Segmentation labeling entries
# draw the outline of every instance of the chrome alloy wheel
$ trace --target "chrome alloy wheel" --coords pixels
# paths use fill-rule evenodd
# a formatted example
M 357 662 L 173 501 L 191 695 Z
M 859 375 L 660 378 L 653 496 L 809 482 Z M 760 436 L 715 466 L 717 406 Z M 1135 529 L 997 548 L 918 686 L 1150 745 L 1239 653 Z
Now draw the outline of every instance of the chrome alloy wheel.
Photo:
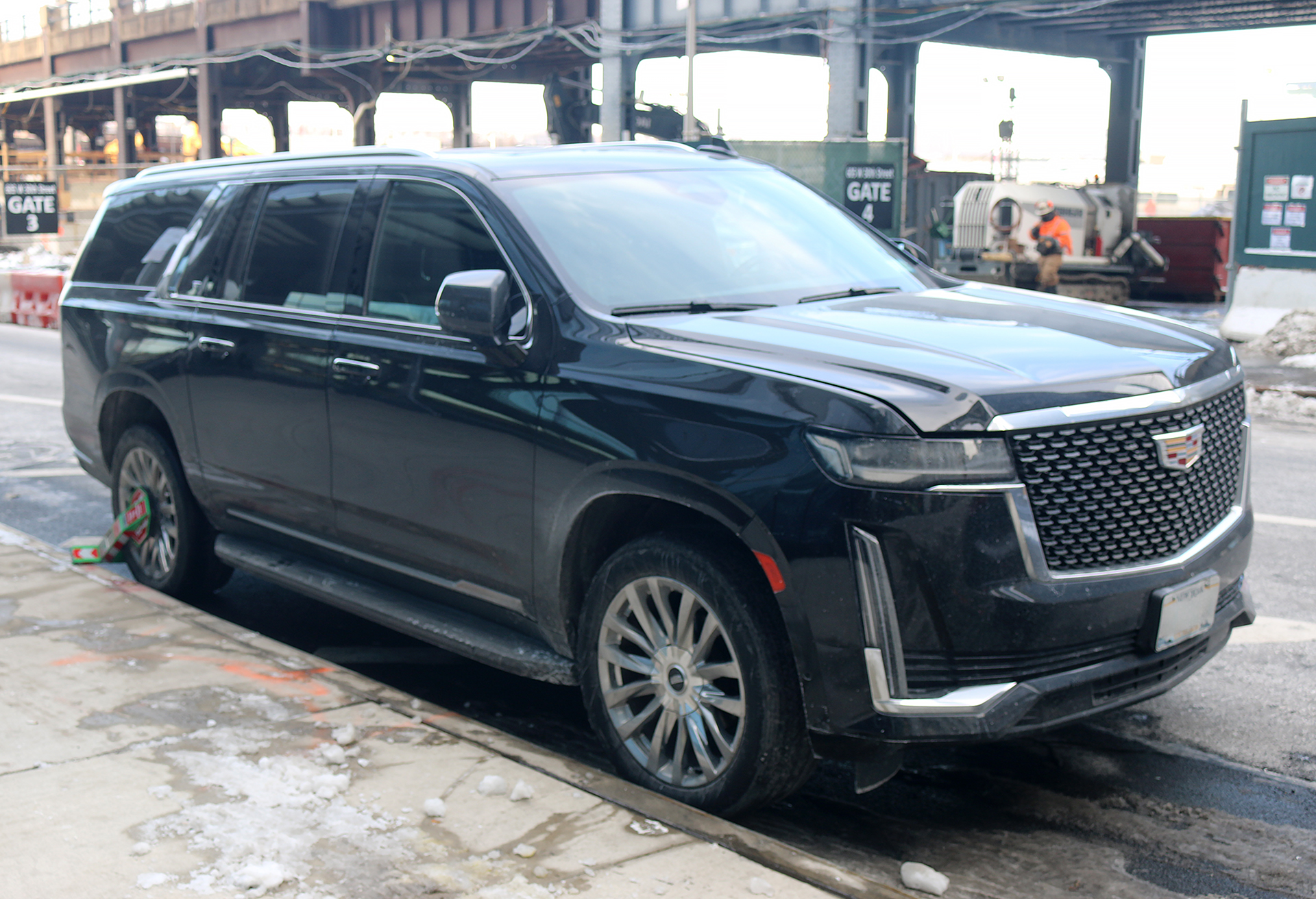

Work required
Copy the data above word for word, leaving out the pictures.

The result
# draw the outline of every instance of the chrome alloy wheel
$ trace --target "chrome alloy wheel" --coords pixels
# paths use fill-rule evenodd
# a formatted example
M 357 662 L 173 501 L 191 695 Z
M 859 375 L 660 378 L 653 496 L 809 482 Z M 760 436 L 715 466 L 717 406 Z M 1135 529 L 997 548 L 918 686 L 1150 745 L 1239 653 Z
Now draw the outline of every instance of the chrome alloy wheel.
Photo:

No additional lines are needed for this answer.